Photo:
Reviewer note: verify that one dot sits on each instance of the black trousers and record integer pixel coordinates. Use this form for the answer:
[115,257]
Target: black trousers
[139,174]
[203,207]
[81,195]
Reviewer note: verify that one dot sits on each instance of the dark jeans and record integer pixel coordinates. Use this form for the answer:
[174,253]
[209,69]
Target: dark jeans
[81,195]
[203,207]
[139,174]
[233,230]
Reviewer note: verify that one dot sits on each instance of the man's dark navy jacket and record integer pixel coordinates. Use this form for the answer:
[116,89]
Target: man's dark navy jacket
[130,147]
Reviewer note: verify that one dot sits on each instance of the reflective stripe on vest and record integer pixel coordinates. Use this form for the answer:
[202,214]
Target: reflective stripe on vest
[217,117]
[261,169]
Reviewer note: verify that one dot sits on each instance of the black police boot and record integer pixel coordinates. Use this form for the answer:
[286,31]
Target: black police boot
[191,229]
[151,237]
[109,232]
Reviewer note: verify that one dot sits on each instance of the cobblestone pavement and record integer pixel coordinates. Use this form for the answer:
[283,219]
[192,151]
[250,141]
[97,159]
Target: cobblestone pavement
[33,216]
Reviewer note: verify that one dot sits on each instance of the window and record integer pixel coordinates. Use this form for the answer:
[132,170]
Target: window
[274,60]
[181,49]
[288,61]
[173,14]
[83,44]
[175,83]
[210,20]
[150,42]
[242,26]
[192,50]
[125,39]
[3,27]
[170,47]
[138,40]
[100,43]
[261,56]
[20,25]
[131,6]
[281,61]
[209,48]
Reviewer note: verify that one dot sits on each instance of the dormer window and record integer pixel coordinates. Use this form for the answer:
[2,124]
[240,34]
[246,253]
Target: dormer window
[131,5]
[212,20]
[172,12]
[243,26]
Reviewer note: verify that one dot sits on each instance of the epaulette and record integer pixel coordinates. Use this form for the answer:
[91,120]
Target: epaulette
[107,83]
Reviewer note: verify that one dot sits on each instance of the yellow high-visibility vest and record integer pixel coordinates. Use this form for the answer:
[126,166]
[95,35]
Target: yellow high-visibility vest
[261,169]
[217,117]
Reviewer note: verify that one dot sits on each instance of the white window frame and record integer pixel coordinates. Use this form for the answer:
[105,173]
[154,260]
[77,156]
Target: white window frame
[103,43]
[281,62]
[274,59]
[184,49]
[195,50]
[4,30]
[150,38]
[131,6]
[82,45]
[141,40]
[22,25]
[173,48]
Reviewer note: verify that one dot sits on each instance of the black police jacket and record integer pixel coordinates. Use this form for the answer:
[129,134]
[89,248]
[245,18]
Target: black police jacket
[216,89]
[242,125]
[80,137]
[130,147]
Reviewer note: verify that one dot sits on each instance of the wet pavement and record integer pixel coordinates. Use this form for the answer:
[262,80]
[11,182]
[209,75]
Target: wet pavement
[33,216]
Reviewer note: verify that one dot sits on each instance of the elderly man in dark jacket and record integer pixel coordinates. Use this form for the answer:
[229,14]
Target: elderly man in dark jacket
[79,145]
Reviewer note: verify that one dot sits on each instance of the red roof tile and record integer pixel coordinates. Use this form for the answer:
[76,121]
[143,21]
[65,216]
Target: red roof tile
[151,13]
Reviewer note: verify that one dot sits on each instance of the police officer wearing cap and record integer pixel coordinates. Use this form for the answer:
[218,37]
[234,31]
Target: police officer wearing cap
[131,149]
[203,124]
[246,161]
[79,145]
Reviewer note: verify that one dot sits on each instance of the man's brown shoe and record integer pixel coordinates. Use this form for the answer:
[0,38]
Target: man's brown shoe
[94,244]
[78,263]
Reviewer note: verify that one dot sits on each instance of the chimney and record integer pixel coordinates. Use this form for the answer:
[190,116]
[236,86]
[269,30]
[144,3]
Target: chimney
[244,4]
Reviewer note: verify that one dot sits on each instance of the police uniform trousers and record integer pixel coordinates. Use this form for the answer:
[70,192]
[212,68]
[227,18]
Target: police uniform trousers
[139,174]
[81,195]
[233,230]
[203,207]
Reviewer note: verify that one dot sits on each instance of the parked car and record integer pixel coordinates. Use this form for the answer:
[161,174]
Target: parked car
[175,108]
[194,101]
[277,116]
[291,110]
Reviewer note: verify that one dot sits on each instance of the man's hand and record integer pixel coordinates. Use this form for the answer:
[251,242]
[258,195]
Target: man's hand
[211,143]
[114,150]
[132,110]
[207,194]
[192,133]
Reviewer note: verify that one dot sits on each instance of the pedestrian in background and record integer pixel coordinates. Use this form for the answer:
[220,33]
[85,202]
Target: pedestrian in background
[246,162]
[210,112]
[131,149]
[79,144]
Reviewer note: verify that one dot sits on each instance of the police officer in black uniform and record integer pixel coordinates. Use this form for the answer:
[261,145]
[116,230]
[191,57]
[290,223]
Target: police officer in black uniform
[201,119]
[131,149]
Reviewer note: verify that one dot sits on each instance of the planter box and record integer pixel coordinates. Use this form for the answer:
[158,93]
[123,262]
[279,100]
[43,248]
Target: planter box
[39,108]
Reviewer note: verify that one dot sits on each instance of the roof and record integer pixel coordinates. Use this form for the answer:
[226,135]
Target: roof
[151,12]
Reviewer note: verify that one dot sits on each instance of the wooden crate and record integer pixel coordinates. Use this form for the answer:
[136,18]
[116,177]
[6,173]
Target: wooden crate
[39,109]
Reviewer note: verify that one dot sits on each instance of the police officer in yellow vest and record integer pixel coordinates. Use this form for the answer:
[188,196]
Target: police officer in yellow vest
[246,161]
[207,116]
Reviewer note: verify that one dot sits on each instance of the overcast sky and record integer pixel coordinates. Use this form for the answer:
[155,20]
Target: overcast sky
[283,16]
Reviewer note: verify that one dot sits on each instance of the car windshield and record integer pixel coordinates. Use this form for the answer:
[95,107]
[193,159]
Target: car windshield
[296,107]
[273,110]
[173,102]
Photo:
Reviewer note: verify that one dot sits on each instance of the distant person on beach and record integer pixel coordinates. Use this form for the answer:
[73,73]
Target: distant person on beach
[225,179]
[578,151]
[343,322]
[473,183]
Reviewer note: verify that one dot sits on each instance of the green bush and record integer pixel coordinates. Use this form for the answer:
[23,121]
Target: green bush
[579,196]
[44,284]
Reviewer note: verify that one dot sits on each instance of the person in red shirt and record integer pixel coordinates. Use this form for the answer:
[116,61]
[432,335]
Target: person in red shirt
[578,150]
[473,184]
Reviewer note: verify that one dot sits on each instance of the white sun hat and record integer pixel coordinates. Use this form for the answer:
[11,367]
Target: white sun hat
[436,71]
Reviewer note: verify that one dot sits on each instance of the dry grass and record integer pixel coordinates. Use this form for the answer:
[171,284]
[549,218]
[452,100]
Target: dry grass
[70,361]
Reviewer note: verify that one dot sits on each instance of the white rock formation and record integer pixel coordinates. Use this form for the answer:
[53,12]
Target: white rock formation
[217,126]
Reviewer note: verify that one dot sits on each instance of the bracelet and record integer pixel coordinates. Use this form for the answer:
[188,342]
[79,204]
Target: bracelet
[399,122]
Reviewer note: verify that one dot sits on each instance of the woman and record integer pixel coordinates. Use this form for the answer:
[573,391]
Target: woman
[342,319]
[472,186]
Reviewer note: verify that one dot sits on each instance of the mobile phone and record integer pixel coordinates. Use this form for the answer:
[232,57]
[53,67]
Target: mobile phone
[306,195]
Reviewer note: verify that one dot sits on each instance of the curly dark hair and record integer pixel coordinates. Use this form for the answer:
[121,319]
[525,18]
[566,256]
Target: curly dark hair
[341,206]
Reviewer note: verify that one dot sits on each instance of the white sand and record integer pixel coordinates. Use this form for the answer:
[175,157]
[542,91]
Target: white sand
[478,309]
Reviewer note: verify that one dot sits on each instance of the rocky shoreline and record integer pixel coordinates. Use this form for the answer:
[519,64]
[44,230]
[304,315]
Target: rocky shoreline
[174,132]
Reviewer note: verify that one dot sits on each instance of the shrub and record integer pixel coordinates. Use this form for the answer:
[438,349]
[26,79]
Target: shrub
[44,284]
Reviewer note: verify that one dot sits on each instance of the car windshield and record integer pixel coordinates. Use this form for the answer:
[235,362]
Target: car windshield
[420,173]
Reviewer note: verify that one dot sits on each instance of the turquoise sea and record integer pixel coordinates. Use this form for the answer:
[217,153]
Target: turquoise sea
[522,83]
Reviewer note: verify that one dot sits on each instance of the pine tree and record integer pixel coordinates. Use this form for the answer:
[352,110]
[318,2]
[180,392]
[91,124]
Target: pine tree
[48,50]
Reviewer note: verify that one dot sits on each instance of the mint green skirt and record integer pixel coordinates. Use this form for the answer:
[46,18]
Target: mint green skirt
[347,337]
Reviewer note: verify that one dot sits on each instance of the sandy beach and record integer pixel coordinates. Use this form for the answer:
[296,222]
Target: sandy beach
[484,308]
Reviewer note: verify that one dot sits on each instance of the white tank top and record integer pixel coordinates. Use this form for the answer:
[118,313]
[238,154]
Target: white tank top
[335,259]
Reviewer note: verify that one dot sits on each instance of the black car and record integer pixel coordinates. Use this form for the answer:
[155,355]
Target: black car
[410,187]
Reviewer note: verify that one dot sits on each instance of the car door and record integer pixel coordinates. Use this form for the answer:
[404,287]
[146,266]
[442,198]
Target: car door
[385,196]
#####
[Task objective]: Exactly as written, give the line containing "of the rocky" and all remaining lines of the records.

[Solution to this task]:
Reviewer note: verify that one dot sits on each instance of the rocky shoreline and record integer pixel coordinates. Use this form for the answer:
[519,64]
[44,230]
[304,315]
Target: rocky shoreline
[174,132]
Reviewer note: verify that one dot sits on each instance of the shrub and record integer pixel coordinates. Use this form for the answer:
[438,349]
[26,79]
Target: shrub
[44,284]
Reviewer note: verify that one dot sits on each instance of the car windshield and record integer pixel coordinates. Use this form for the answer:
[235,362]
Target: car windshield
[420,173]
Reviewer note: verify that one dot sits on each instance of the turquoise sea and record integer pixel coordinates. Use this form for the answer:
[217,153]
Target: turquoise sea
[522,83]
Reviewer note: verify that one dot sits on each instance of the pine tree and record integer pixel coordinates. Use this form for the answer:
[352,110]
[318,2]
[180,392]
[91,124]
Target: pine tree
[48,50]
Reviewer note: verify that one dot sits on each instance of the mint green skirt and record integer pixel coordinates. Use this form for the answer:
[46,18]
Target: mint green skirt
[347,337]
Reviewer note: verify that one dot sits on each instance of the sandy beach and record integer pixel coordinates. Use this form for the answer:
[296,222]
Target: sandy beach
[484,308]
Reviewer note: verify that one dot sits on each instance of the white tank top and record integer pixel coordinates. Use this form for the answer:
[118,313]
[238,154]
Target: white tank top
[335,259]
Reviewer note: verify that one dot sits on each instance of the black car and record integer pixel coordinates. Use this form for the answer:
[155,355]
Target: black car
[410,187]
Reviewer note: verify that one dot sits on each instance of the car door and record integer pixel coordinates. Use this form for the answer:
[404,287]
[146,266]
[442,198]
Target: car door
[385,196]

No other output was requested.